* [Work to do]: Return, unchanged, every line of the entries below, starting at the line that contains "Target phrase = orange fur" and continuing to the end of the entries.

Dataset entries
===============

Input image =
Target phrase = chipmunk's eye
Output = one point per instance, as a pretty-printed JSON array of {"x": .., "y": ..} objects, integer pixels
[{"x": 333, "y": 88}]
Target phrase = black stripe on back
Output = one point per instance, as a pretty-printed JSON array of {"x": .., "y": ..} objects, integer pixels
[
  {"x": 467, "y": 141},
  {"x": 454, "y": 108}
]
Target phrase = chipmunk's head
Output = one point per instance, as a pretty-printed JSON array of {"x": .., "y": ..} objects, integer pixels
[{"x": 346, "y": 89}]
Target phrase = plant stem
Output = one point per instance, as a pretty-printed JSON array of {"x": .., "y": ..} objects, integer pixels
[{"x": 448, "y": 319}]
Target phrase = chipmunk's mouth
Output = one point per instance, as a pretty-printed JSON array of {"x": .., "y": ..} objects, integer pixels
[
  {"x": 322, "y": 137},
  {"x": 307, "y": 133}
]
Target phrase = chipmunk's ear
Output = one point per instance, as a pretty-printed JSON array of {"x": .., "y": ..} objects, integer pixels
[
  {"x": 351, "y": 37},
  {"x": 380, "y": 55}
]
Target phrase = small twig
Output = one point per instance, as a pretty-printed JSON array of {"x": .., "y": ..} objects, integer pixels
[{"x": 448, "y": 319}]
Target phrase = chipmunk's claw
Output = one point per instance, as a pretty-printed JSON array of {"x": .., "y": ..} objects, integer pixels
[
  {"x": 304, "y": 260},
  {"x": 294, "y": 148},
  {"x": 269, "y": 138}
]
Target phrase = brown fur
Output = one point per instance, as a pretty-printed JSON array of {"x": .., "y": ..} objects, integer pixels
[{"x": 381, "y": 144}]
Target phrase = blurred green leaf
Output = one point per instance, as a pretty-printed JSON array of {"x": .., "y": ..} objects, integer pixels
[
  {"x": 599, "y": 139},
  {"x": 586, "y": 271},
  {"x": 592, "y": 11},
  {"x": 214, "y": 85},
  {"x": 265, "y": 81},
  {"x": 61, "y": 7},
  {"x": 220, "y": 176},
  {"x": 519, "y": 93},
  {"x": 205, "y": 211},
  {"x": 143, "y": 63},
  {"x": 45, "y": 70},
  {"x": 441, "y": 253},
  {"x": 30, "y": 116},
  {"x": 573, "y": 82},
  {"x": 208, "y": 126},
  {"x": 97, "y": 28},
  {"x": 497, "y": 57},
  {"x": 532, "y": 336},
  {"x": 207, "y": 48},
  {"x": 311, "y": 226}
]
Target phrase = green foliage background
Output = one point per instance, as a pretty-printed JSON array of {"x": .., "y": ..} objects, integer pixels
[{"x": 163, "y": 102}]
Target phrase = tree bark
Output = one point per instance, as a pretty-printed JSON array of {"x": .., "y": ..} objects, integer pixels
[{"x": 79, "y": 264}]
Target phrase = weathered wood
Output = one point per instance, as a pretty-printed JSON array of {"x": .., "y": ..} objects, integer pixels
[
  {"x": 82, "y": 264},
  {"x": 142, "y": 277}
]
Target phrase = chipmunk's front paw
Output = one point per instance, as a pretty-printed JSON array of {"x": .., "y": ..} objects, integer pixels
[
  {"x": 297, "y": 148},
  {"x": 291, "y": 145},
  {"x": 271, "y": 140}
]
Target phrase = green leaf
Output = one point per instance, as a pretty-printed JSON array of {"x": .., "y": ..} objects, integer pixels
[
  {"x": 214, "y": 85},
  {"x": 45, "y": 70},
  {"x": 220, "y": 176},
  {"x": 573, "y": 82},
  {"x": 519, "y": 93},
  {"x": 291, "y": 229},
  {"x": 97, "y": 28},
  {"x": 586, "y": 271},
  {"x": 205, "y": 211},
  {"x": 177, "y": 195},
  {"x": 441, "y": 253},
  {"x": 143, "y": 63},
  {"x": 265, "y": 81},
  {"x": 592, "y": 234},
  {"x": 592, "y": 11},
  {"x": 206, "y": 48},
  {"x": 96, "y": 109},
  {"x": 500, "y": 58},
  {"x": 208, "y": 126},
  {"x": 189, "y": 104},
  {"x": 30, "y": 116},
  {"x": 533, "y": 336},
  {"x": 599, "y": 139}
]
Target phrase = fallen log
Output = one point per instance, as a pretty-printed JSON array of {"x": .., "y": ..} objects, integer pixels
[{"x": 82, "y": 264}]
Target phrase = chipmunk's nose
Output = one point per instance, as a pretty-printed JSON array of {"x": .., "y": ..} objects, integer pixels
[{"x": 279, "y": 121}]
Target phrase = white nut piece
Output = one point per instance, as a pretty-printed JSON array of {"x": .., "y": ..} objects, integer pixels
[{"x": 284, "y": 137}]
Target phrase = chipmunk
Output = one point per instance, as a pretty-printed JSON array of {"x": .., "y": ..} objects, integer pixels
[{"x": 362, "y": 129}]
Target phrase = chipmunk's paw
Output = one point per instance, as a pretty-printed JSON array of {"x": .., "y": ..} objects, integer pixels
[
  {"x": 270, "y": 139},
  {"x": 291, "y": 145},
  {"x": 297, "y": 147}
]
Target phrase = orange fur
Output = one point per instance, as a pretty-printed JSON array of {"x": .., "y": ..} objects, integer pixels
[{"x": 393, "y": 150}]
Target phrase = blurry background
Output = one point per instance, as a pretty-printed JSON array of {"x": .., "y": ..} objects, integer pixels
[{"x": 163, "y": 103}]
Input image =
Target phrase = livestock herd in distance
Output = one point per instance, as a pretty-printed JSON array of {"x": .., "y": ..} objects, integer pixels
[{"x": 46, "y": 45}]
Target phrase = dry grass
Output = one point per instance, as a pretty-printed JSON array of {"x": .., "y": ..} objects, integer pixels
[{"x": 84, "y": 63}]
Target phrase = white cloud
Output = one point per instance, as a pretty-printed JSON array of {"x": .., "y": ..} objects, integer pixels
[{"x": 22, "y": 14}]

===============

* [Output of the task]:
Target phrase = orange fur
Output = one point per instance, as a pretty-printed JSON array of {"x": .., "y": ..} objects, integer pixels
[{"x": 393, "y": 150}]
Target phrase = blurry background
Output = one point per instance, as a pretty-printed JSON array of {"x": .., "y": ..} objects, integer pixels
[{"x": 163, "y": 103}]
Input image =
Target phrase = livestock herd in distance
Output = one point per instance, as a pretty-printed JSON array of {"x": .., "y": ..} objects, integer pixels
[{"x": 46, "y": 45}]
Target phrase = dry grass
Output = one point per instance, as a pretty-printed JSON array of {"x": .., "y": ..} objects, integer pixels
[{"x": 84, "y": 63}]
Target phrase = white cloud
Output = one point per instance, as a pretty-printed JSON array of {"x": .., "y": ..} objects, integer pixels
[{"x": 22, "y": 14}]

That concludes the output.